**EXCERPT TO READ:**

========

Now that I know there are a few real users the only sane way to proceed
with deprecation is to push the time limit out to a year or two work and
work with distributions that have big testing pools like fedora core to
find these last remaining users.

Which means that the sys_sysctl interface needs to be maintained in the
meantime.

Since I have provided a technical measure that allows us to add new sysctl
entries without reserving more binary numbers I believe that is enough to
fix the sys_sysctl binary interface maintenance problems, because there is
no longer a need to change the binary interface at all.

Since the sys_sysctl implementation needs to stay around for a while and
the worst of the maintenance issues that caused us to occasionally break
the ABI have been addressed I don't see any advantage in continuing with
the removal of sys_sysctl.

So instead of merely increasing the deprecation period this patch removes
the deprecation of sys_sysctl and modifies the kernel to compile the code
in by default.

========

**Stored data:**

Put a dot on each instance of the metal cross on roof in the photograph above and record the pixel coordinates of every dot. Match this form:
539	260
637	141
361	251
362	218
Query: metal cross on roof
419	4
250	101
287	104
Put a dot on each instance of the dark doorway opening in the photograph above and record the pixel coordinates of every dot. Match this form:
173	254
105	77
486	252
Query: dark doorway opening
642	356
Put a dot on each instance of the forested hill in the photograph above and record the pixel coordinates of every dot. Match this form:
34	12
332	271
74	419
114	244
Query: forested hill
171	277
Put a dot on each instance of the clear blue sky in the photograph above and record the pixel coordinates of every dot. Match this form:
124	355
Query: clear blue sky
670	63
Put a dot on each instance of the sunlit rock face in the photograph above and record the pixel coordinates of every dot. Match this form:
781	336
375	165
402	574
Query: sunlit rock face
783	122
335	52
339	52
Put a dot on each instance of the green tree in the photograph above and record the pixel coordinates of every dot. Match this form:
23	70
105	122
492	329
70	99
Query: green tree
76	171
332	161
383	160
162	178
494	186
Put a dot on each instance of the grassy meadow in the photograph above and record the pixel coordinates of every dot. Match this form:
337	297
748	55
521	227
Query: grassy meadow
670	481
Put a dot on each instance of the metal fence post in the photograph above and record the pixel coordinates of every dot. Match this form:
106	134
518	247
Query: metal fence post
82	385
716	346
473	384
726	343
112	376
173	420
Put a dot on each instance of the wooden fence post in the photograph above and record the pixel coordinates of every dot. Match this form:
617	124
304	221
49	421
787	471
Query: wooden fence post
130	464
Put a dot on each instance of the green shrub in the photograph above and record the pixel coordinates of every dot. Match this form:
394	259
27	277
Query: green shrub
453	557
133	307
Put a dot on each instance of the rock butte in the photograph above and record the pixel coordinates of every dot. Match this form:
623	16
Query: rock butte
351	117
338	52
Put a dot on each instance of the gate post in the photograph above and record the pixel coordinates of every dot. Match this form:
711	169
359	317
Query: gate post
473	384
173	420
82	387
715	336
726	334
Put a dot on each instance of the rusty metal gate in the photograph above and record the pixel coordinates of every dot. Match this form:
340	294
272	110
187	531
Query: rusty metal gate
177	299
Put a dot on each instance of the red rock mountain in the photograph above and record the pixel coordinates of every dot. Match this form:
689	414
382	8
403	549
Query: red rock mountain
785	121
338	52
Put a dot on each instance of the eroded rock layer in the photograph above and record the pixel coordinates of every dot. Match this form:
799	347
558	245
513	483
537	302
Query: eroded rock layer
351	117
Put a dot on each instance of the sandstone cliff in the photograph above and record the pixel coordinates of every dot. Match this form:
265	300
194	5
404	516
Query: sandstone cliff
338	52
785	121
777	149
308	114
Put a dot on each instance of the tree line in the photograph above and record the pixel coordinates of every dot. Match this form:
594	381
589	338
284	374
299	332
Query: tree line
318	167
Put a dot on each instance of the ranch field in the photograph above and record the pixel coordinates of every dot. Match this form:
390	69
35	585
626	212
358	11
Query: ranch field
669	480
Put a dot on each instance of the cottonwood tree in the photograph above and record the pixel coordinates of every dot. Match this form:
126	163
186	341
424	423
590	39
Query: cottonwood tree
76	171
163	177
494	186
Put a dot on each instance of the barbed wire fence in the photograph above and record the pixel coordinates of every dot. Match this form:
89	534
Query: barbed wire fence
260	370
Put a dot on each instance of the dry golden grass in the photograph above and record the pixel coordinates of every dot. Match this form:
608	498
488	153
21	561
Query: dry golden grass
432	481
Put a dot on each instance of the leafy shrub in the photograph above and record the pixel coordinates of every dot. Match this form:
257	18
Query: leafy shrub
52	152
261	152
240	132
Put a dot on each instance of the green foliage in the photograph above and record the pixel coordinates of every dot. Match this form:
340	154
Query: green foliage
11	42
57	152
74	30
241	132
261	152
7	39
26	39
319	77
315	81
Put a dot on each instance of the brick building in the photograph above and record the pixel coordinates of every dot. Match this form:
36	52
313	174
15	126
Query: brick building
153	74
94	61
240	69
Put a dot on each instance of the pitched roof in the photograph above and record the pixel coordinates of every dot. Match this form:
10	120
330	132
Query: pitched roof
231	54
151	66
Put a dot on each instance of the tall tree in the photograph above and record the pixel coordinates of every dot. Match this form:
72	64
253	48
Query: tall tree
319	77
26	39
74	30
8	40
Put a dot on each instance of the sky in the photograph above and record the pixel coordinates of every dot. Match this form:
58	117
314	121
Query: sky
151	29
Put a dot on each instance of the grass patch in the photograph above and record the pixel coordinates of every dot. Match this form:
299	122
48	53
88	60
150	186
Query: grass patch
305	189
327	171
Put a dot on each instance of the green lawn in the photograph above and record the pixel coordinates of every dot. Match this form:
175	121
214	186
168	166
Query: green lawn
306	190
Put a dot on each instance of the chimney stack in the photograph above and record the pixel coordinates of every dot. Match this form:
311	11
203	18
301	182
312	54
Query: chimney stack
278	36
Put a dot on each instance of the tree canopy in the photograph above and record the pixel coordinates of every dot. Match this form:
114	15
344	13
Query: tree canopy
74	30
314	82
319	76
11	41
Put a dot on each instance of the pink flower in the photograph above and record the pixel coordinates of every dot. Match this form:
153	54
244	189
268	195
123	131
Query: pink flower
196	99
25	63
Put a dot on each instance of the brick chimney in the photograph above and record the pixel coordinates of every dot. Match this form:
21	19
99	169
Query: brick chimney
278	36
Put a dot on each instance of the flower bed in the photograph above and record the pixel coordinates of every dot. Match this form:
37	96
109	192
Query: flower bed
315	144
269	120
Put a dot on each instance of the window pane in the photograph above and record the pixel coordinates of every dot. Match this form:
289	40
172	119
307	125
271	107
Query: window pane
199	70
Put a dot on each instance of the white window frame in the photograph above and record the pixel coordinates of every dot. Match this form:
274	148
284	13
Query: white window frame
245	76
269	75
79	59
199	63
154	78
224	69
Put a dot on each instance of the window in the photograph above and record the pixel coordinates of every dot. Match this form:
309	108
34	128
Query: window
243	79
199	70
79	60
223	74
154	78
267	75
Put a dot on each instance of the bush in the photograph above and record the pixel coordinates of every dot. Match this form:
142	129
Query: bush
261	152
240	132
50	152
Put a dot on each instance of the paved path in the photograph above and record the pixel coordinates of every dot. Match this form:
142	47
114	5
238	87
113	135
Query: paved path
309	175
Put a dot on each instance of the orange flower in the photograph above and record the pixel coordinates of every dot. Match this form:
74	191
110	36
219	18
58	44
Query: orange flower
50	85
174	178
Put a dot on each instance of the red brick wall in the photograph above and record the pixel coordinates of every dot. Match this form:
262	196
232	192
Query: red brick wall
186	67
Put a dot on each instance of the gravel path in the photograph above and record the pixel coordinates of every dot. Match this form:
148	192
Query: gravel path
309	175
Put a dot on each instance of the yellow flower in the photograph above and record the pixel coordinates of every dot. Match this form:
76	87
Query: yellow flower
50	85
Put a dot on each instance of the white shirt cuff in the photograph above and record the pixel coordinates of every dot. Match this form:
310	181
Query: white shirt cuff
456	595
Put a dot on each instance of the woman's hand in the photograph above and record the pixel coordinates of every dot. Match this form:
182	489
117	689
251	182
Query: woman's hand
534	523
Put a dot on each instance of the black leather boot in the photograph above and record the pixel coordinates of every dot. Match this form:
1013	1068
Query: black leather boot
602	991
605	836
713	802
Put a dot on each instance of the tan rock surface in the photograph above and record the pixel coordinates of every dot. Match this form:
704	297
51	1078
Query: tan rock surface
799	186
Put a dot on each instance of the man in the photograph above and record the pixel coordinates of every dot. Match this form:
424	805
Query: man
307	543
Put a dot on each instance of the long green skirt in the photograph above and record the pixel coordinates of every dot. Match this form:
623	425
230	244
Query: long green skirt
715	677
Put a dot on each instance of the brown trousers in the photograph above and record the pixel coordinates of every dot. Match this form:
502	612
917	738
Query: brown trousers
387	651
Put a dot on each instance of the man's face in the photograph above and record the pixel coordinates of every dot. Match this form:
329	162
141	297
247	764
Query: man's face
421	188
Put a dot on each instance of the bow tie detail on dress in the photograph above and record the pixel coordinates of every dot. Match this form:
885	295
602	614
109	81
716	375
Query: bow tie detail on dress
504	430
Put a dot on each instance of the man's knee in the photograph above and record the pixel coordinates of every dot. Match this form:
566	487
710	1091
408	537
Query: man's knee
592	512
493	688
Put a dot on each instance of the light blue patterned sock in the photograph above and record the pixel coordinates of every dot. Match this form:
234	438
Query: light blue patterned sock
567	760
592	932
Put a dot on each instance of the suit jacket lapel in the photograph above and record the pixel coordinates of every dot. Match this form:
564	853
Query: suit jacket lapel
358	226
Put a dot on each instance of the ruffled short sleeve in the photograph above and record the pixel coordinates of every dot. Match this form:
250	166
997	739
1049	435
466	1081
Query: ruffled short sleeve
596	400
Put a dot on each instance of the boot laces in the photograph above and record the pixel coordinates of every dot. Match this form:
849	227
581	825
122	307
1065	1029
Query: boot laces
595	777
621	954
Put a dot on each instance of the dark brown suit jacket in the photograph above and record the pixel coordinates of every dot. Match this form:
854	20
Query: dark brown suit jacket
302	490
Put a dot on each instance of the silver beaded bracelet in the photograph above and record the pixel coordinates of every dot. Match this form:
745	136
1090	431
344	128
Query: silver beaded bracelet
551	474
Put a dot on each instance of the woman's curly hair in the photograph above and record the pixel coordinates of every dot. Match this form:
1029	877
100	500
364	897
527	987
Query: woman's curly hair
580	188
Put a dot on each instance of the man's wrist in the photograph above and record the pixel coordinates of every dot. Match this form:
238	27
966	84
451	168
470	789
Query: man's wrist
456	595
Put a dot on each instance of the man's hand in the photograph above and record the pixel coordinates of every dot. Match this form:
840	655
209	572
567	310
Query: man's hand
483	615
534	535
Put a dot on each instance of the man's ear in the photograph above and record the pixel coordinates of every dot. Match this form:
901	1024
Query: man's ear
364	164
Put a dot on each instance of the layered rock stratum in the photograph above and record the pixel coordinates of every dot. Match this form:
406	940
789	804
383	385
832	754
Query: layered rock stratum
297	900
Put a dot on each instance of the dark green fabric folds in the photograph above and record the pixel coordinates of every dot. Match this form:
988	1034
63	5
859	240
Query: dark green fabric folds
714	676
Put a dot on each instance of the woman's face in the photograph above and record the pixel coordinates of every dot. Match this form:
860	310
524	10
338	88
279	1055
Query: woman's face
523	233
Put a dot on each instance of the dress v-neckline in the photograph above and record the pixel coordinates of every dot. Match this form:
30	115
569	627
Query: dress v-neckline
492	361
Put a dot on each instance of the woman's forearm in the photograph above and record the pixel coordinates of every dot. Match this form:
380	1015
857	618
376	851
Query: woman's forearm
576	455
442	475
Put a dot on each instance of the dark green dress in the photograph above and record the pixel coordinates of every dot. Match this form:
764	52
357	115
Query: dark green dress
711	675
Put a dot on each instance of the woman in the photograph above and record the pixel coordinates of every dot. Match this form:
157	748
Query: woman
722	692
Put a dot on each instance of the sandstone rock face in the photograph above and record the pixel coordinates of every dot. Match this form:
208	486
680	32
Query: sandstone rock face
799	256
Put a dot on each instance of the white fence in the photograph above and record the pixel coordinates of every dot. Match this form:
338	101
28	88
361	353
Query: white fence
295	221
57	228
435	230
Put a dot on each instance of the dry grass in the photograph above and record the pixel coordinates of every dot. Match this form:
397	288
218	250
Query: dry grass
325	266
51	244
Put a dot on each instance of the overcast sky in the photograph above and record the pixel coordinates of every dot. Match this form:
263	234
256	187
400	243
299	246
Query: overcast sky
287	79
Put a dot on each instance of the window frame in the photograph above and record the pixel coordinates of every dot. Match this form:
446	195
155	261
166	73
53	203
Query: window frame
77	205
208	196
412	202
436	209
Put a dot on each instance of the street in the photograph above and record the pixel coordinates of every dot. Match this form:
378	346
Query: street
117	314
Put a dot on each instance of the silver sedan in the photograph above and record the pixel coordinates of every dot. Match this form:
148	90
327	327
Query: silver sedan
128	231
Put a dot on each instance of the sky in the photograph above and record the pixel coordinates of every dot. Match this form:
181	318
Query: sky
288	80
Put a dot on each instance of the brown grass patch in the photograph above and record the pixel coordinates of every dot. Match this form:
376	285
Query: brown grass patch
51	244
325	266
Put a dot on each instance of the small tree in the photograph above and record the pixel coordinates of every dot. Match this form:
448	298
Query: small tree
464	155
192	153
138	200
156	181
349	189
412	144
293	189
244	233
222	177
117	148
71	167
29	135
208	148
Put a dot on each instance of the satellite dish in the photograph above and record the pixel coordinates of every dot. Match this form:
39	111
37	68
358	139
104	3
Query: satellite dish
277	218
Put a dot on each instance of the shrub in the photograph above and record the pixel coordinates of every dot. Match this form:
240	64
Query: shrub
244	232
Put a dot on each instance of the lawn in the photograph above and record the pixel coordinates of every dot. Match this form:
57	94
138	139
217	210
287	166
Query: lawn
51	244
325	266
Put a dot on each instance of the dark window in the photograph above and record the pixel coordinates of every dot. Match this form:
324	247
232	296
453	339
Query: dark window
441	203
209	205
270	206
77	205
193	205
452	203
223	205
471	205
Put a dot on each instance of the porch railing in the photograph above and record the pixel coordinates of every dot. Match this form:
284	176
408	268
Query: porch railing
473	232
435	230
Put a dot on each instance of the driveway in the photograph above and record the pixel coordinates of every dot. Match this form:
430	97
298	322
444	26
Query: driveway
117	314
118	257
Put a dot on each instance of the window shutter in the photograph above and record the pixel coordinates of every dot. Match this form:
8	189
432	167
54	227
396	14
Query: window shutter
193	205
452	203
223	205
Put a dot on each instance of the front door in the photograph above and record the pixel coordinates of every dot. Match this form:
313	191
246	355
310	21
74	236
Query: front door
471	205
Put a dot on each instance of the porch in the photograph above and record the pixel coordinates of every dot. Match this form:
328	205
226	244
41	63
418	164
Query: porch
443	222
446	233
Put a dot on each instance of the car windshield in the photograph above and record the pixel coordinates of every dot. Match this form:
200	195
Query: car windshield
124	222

========

**GIVEN INSTRUCTION 1:**
Answer the following questions using the sys_sysctl excerpt:
(a) What kind of distributions does it propose working with, and which one is given as an example?
(b) What does the technical measure that was provided allow?
(c) Apart from removing the deprecation of sys_sysctl, what change does the patch make to the kernel?
**GIVEN INSTRUCTION 2:** Output the passage of the sys_sysctl excerpt starting with "Since the sys_sysctl" and going on through "removal of sys_sysctl.".

**TASK RESPONSE 1:**
(a) Distributions that have big testing pools, such as fedora core.
(b) It allows new sysctl entries to be added without reserving more binary numbers.
(c) It modifies the kernel to compile the code in by default.

**TASK RESPONSE 2:**
Since the sys_sysctl implementation needs to stay around for a while and
the worst of the maintenance issues that caused us to occasionally break
the ABI have been addressed I don't see any advantage in continuing with
the removal of sys_sysctl.